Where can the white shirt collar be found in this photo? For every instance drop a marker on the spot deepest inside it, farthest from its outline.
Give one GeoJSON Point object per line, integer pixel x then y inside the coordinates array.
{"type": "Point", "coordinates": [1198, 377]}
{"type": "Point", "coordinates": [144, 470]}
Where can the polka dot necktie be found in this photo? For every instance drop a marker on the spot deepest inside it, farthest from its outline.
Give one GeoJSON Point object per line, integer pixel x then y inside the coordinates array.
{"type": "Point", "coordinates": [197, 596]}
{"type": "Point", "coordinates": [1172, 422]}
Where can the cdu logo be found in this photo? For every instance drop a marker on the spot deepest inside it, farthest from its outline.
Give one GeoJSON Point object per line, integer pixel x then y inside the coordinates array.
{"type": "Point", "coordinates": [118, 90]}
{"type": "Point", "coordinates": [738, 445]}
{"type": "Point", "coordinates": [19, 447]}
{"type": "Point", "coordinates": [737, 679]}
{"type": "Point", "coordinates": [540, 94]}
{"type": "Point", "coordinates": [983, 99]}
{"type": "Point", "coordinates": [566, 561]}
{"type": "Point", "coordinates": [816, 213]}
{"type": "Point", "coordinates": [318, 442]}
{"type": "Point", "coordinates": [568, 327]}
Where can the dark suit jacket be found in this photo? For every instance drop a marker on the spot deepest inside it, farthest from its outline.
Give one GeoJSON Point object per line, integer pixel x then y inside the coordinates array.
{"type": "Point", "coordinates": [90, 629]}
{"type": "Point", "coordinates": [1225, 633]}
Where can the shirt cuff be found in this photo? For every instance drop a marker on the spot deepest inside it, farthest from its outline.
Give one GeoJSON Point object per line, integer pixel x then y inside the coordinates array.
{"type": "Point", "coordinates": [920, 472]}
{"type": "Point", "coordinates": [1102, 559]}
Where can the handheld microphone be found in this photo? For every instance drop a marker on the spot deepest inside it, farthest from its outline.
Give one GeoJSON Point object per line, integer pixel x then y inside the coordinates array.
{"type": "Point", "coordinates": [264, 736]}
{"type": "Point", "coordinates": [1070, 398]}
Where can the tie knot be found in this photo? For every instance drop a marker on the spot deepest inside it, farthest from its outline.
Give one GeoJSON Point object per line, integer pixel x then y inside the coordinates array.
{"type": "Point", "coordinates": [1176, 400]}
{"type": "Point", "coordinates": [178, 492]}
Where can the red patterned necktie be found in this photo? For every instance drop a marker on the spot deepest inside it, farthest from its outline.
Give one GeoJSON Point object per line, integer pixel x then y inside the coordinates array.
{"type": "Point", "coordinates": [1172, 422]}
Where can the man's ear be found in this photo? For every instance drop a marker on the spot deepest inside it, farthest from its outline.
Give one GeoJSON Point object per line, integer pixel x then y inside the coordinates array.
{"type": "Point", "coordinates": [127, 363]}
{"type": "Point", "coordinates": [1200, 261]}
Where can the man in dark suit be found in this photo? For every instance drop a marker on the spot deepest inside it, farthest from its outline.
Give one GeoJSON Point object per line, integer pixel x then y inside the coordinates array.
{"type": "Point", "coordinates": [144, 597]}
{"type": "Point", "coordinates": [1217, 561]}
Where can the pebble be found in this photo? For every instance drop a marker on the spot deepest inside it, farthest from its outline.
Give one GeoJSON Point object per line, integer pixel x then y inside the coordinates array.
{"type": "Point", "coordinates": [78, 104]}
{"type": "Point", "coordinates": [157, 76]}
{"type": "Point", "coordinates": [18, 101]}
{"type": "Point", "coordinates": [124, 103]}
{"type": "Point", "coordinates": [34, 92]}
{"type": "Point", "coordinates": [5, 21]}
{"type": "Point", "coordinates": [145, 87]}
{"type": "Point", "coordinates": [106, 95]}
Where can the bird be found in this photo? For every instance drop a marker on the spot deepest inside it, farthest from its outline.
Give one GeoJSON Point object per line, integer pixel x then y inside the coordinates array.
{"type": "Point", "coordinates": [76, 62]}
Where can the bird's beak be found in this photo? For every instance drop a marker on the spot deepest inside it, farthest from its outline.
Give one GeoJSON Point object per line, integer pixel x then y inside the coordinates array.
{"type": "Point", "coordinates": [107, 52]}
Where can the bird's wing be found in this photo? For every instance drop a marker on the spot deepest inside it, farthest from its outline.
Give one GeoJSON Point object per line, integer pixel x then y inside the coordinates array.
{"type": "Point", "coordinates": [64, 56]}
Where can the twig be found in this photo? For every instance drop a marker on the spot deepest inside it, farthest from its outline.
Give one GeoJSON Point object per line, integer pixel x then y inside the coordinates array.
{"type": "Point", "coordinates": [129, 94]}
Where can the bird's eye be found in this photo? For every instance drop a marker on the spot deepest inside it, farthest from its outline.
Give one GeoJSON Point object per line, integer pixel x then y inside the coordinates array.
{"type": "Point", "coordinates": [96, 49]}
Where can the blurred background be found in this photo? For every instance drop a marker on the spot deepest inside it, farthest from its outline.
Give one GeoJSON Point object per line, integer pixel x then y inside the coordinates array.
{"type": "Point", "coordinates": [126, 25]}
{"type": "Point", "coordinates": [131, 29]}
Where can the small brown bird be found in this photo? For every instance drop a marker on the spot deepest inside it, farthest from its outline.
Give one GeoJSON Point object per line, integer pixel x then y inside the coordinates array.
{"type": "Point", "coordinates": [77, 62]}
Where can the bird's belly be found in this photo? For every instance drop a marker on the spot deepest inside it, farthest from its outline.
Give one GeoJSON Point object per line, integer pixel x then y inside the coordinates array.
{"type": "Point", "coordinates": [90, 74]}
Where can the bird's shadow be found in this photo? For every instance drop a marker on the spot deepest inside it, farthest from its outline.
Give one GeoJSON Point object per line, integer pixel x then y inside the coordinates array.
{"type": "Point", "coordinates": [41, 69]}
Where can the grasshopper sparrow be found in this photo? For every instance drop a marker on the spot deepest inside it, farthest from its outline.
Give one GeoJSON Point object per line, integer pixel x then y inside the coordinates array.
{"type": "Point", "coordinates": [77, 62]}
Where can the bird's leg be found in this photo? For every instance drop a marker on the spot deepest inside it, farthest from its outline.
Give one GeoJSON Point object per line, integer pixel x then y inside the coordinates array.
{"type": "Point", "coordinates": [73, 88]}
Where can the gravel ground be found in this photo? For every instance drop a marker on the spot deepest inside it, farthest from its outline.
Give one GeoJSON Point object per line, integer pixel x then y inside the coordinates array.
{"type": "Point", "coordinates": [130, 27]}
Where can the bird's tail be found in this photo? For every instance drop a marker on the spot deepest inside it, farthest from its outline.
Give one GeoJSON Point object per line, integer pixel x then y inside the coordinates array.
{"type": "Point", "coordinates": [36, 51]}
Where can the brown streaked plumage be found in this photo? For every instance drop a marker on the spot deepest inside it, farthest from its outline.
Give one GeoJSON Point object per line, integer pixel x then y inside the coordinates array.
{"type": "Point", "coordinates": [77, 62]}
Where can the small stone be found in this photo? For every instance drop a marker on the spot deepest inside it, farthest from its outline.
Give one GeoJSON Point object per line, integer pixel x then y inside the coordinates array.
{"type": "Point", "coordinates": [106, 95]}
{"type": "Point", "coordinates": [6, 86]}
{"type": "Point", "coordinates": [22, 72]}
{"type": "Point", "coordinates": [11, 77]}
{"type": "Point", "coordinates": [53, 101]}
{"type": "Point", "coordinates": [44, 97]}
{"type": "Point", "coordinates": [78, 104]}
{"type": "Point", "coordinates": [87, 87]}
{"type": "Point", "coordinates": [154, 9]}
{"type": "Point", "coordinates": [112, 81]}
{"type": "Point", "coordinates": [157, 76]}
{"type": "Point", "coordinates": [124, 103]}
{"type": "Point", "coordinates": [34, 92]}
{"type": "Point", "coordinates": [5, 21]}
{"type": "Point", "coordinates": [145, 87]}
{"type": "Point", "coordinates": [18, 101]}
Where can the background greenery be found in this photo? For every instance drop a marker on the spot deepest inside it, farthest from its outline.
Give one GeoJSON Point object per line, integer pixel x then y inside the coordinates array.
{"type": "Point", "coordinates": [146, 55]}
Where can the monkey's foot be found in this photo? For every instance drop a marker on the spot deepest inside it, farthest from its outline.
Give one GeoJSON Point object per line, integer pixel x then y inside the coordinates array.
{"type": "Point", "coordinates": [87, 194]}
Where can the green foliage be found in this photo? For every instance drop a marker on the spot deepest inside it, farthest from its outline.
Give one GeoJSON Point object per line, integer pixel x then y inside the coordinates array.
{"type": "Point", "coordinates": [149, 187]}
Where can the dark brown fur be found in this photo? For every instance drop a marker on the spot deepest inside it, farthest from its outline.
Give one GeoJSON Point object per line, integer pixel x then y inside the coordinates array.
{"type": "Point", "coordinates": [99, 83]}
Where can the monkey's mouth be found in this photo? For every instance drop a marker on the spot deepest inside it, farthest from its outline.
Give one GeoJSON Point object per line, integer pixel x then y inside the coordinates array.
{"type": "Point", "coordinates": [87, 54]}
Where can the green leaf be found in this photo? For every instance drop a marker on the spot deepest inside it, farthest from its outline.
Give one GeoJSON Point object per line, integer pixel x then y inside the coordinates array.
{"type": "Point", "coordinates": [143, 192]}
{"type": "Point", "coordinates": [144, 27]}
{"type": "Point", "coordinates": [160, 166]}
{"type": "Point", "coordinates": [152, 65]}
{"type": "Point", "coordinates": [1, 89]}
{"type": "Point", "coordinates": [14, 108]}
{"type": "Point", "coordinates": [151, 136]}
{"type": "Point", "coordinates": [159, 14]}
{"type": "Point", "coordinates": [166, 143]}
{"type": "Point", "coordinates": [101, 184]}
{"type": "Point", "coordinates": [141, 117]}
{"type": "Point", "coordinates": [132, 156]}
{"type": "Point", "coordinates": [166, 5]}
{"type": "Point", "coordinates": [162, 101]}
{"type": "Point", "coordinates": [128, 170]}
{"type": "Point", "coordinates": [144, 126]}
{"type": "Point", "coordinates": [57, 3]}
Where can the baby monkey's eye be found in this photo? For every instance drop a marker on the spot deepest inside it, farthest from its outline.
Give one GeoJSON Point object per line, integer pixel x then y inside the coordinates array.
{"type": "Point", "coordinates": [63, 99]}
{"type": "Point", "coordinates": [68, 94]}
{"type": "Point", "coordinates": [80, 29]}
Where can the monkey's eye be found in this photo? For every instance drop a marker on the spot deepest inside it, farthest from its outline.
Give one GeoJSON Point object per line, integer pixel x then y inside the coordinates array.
_ _ _ _
**AIM OF THE EXERCISE**
Write out exactly the lines starting with the one that holds "Where can the baby" and running through the last line above.

**ANSWER BELOW**
Where can the baby monkey's eye be found in this photo? For every instance drop a marker on the spot deepest inside it, farthest from its outline.
Give one GeoJSON Point object per line, integer pixel x then y inside the coordinates array.
{"type": "Point", "coordinates": [63, 99]}
{"type": "Point", "coordinates": [68, 94]}
{"type": "Point", "coordinates": [80, 29]}
Where can the monkey's eye be found in this photo? For every instance drop a marker on the spot deepest inside it, farthest from its outline.
Give one GeoJSON Point object per line, integer pixel x then y inside the coordinates array.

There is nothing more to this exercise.